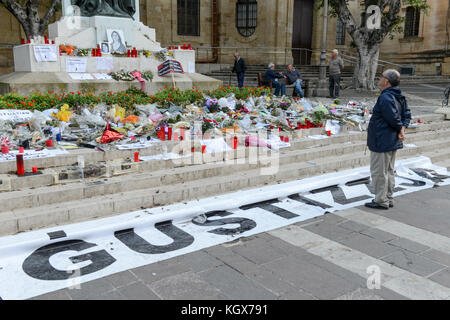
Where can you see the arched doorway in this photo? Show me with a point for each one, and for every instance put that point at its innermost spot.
(302, 31)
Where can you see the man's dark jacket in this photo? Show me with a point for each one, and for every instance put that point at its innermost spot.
(389, 115)
(239, 66)
(271, 75)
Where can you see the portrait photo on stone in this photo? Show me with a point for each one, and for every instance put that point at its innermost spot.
(116, 40)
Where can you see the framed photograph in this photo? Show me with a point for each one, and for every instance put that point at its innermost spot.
(104, 47)
(116, 41)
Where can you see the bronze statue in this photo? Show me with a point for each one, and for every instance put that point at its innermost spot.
(110, 8)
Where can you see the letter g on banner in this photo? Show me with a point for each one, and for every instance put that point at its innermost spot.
(373, 17)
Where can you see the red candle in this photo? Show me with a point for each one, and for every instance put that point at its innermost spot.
(20, 167)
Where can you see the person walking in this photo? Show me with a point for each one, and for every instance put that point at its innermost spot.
(335, 68)
(273, 76)
(385, 135)
(239, 68)
(294, 77)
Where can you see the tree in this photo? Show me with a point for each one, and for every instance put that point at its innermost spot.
(27, 13)
(368, 40)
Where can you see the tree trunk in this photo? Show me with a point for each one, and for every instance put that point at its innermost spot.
(365, 70)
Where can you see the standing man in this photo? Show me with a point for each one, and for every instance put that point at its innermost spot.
(386, 133)
(239, 68)
(273, 76)
(294, 77)
(335, 68)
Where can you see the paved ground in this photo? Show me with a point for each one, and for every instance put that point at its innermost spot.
(422, 98)
(329, 257)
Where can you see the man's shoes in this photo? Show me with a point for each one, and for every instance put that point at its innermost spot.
(374, 205)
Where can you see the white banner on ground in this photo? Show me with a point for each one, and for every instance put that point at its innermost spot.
(38, 262)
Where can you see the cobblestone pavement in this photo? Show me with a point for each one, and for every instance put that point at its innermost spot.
(422, 98)
(333, 256)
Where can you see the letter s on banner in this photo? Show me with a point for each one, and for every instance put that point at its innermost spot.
(373, 17)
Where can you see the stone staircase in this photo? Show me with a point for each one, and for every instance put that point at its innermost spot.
(309, 72)
(113, 184)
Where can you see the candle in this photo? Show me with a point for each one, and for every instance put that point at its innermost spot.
(20, 167)
(235, 142)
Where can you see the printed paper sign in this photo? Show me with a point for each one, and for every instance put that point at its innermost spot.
(76, 64)
(45, 53)
(16, 115)
(105, 63)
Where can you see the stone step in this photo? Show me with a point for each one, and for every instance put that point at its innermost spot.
(313, 148)
(105, 205)
(330, 146)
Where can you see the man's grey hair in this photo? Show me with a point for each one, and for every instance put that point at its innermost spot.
(393, 76)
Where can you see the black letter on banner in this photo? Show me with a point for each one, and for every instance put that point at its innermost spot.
(180, 238)
(268, 206)
(370, 187)
(245, 224)
(339, 196)
(415, 183)
(430, 174)
(38, 266)
(310, 202)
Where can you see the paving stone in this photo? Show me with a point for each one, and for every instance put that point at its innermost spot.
(312, 279)
(258, 251)
(199, 261)
(56, 295)
(327, 230)
(235, 285)
(111, 295)
(412, 263)
(437, 256)
(121, 279)
(160, 270)
(408, 245)
(442, 277)
(379, 235)
(138, 291)
(367, 245)
(353, 226)
(189, 286)
(91, 289)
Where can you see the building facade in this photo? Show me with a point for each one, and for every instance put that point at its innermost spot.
(279, 31)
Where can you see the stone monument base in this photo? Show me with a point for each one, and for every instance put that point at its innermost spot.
(24, 82)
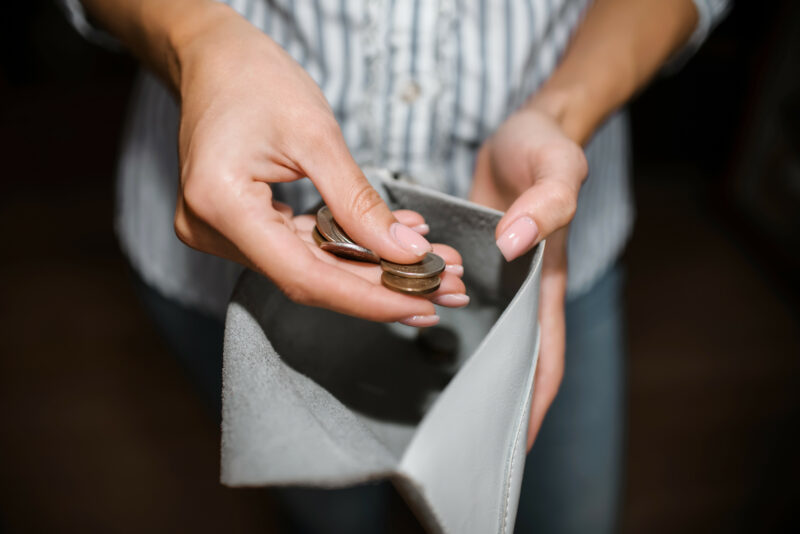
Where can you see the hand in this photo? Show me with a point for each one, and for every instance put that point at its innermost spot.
(251, 117)
(530, 167)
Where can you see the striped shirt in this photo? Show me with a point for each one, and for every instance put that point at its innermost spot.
(416, 86)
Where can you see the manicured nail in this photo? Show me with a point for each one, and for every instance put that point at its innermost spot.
(421, 229)
(455, 269)
(409, 239)
(420, 320)
(452, 300)
(518, 238)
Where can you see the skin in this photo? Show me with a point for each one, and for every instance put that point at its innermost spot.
(251, 117)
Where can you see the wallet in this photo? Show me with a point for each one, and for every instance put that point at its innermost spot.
(315, 398)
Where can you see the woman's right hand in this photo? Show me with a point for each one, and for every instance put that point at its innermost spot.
(252, 117)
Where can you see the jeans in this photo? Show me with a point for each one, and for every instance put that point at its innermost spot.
(573, 475)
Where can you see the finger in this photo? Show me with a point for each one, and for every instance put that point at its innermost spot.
(451, 257)
(358, 208)
(283, 208)
(413, 220)
(277, 252)
(550, 367)
(549, 204)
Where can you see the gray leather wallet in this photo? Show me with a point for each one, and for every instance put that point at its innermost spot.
(314, 398)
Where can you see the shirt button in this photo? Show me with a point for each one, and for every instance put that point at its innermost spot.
(411, 92)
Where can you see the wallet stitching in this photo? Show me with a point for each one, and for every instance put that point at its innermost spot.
(520, 423)
(511, 470)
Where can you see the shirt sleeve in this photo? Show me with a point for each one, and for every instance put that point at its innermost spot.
(77, 16)
(709, 13)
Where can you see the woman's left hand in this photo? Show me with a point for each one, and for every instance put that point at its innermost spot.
(530, 168)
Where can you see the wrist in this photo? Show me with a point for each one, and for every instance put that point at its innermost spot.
(184, 29)
(566, 106)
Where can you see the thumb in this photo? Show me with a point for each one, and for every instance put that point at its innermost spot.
(360, 210)
(541, 210)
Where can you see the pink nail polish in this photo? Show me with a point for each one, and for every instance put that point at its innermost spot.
(518, 238)
(409, 239)
(455, 269)
(421, 229)
(420, 320)
(452, 300)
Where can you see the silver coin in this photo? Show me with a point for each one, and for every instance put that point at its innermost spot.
(431, 265)
(318, 239)
(329, 228)
(351, 251)
(410, 286)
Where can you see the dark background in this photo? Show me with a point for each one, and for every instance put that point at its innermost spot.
(101, 430)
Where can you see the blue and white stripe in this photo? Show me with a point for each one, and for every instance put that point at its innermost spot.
(417, 86)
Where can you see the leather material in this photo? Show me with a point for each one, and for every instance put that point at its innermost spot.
(314, 398)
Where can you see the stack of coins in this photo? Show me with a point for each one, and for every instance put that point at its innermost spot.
(414, 279)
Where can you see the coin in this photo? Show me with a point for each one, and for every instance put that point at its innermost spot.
(350, 251)
(410, 286)
(431, 265)
(318, 239)
(329, 228)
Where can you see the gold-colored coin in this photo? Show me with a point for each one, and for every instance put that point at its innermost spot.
(410, 286)
(431, 265)
(351, 251)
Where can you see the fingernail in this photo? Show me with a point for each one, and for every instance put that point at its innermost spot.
(455, 269)
(421, 229)
(518, 238)
(452, 300)
(420, 320)
(409, 239)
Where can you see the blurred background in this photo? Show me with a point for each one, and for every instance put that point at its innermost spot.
(102, 431)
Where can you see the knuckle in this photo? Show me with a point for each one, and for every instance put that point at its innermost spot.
(297, 291)
(364, 200)
(183, 229)
(196, 197)
(564, 199)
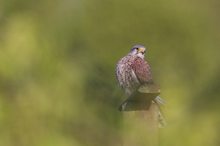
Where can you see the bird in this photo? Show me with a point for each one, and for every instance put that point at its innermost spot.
(133, 72)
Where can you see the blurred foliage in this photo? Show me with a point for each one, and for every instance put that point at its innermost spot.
(57, 62)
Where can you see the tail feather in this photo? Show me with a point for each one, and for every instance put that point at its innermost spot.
(161, 119)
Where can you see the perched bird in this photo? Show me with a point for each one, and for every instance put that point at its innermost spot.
(133, 72)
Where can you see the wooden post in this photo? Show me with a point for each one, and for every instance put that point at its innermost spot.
(140, 118)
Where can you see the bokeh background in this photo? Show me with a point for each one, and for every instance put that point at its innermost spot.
(57, 62)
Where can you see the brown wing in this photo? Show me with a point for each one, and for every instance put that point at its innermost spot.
(142, 70)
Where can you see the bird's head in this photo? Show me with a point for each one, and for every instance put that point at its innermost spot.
(138, 50)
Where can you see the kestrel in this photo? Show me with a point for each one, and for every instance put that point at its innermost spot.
(133, 71)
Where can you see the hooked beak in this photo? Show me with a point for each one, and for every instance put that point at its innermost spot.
(141, 50)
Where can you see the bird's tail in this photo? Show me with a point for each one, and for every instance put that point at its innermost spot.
(161, 119)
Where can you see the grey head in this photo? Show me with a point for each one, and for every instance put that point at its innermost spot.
(138, 50)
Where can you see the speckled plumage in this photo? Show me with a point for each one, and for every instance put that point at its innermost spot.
(132, 71)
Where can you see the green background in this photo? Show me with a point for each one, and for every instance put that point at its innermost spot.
(57, 69)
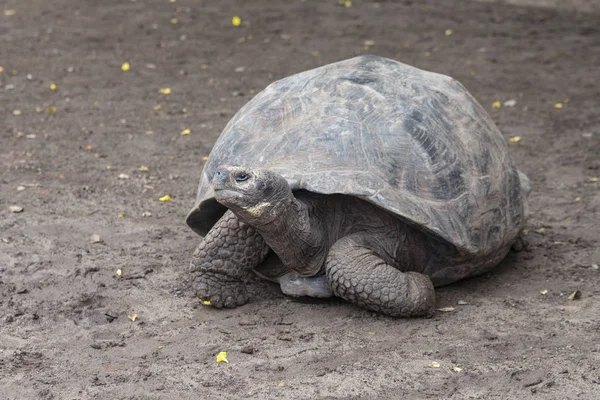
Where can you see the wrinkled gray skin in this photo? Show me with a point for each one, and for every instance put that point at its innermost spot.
(369, 179)
(368, 256)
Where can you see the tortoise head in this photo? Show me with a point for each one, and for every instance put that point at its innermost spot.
(256, 196)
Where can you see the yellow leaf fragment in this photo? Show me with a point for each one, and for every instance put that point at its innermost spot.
(222, 357)
(575, 295)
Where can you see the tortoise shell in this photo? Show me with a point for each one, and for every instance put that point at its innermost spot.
(412, 142)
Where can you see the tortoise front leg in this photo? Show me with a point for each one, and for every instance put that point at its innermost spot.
(357, 274)
(224, 260)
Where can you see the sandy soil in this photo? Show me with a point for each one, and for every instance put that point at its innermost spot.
(64, 326)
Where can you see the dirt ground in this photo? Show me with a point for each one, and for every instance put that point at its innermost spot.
(64, 326)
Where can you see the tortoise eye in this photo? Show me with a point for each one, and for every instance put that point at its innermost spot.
(241, 177)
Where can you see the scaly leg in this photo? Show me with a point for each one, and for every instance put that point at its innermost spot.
(224, 260)
(357, 274)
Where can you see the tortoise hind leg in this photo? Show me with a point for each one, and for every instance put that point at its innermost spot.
(224, 260)
(357, 274)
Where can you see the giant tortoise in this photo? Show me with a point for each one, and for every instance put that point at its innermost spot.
(366, 179)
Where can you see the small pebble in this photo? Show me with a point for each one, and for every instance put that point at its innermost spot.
(95, 239)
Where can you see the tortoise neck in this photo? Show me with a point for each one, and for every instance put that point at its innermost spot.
(296, 236)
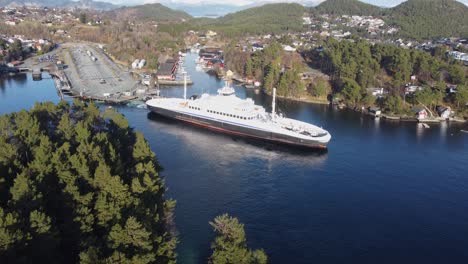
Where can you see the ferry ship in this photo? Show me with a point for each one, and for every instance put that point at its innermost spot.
(229, 114)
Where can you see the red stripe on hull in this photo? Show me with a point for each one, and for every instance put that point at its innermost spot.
(225, 131)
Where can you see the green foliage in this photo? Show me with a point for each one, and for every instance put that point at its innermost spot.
(78, 187)
(352, 92)
(83, 18)
(428, 97)
(230, 244)
(320, 88)
(393, 104)
(290, 83)
(427, 19)
(151, 12)
(265, 19)
(347, 7)
(457, 74)
(461, 97)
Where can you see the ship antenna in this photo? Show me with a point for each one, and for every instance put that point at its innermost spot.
(185, 86)
(273, 104)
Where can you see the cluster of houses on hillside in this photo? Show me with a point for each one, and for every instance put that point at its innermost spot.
(461, 56)
(328, 25)
(28, 45)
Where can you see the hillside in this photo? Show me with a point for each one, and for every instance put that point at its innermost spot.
(271, 18)
(347, 7)
(83, 4)
(425, 19)
(156, 12)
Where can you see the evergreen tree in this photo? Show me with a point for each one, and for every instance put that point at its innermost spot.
(230, 246)
(77, 187)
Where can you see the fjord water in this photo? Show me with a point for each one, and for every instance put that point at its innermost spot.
(384, 192)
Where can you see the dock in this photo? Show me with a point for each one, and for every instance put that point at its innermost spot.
(174, 83)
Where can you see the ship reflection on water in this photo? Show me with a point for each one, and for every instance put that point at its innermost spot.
(233, 147)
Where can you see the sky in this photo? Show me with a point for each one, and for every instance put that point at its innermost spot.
(386, 3)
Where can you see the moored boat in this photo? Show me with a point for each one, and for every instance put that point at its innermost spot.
(229, 114)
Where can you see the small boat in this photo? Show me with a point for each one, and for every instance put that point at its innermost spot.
(424, 125)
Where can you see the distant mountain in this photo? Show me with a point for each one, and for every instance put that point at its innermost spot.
(270, 18)
(89, 4)
(206, 10)
(83, 4)
(156, 12)
(423, 19)
(347, 7)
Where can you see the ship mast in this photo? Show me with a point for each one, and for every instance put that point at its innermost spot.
(273, 104)
(185, 86)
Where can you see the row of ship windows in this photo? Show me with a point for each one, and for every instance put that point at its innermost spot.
(224, 114)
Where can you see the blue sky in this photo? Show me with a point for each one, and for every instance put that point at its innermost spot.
(246, 2)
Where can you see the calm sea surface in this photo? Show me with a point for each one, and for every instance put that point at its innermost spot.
(384, 192)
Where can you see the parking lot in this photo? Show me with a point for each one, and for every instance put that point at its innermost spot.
(93, 74)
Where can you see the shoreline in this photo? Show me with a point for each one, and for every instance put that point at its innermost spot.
(386, 116)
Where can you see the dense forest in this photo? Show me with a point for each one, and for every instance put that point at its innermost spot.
(266, 19)
(426, 19)
(417, 19)
(230, 245)
(347, 7)
(80, 186)
(272, 66)
(354, 66)
(148, 12)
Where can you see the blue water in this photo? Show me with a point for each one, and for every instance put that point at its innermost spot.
(384, 192)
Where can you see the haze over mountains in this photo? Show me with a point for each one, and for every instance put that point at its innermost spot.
(417, 19)
(83, 4)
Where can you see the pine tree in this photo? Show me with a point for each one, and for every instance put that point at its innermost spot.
(230, 244)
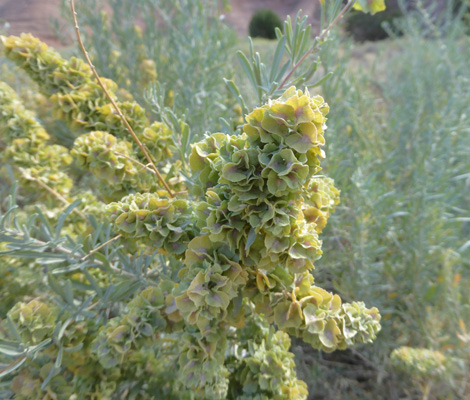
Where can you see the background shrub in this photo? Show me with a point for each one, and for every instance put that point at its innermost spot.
(363, 27)
(263, 24)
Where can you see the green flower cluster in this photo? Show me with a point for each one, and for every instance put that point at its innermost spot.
(201, 363)
(109, 160)
(78, 100)
(25, 146)
(262, 181)
(159, 222)
(305, 310)
(262, 366)
(35, 320)
(211, 279)
(152, 311)
(88, 367)
(419, 362)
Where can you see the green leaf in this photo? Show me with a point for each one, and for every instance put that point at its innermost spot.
(12, 367)
(369, 6)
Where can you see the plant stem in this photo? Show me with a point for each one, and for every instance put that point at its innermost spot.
(60, 198)
(317, 40)
(113, 102)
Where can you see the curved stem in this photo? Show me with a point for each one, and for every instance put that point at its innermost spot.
(113, 102)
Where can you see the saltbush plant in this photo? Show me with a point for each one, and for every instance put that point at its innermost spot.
(173, 277)
(263, 24)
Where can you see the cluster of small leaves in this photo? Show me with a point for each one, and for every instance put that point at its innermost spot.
(25, 146)
(262, 366)
(230, 277)
(80, 102)
(161, 223)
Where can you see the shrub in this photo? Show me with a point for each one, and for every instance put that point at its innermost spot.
(364, 27)
(263, 24)
(145, 258)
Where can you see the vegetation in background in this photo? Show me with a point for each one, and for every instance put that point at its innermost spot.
(263, 24)
(106, 304)
(400, 154)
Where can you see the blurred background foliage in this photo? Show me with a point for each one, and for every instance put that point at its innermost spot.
(398, 146)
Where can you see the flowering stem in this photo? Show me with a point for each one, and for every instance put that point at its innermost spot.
(113, 102)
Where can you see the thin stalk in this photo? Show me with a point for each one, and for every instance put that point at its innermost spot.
(101, 246)
(317, 40)
(60, 198)
(113, 102)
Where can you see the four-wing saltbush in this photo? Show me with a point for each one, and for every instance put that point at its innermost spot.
(211, 276)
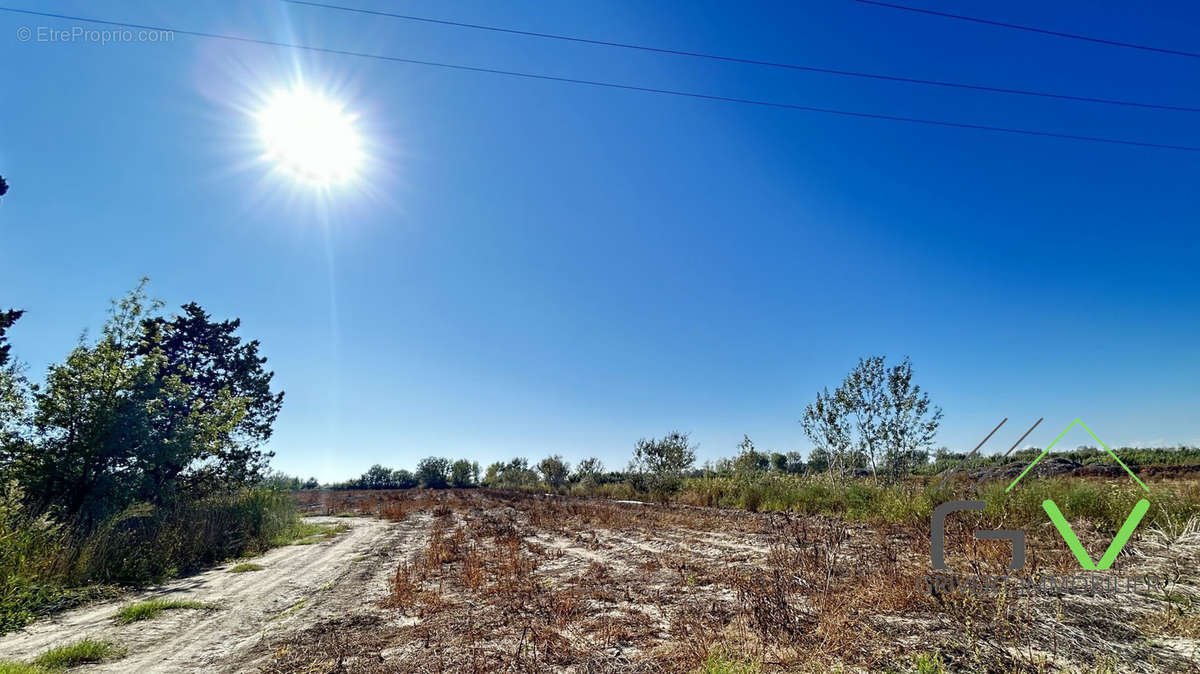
--------
EXERCISE INSTRUCTIONS: How many lines of the listing contain the word "ship"? Reply with the number only.

SOLUTION TO THIS PROBLEM: 5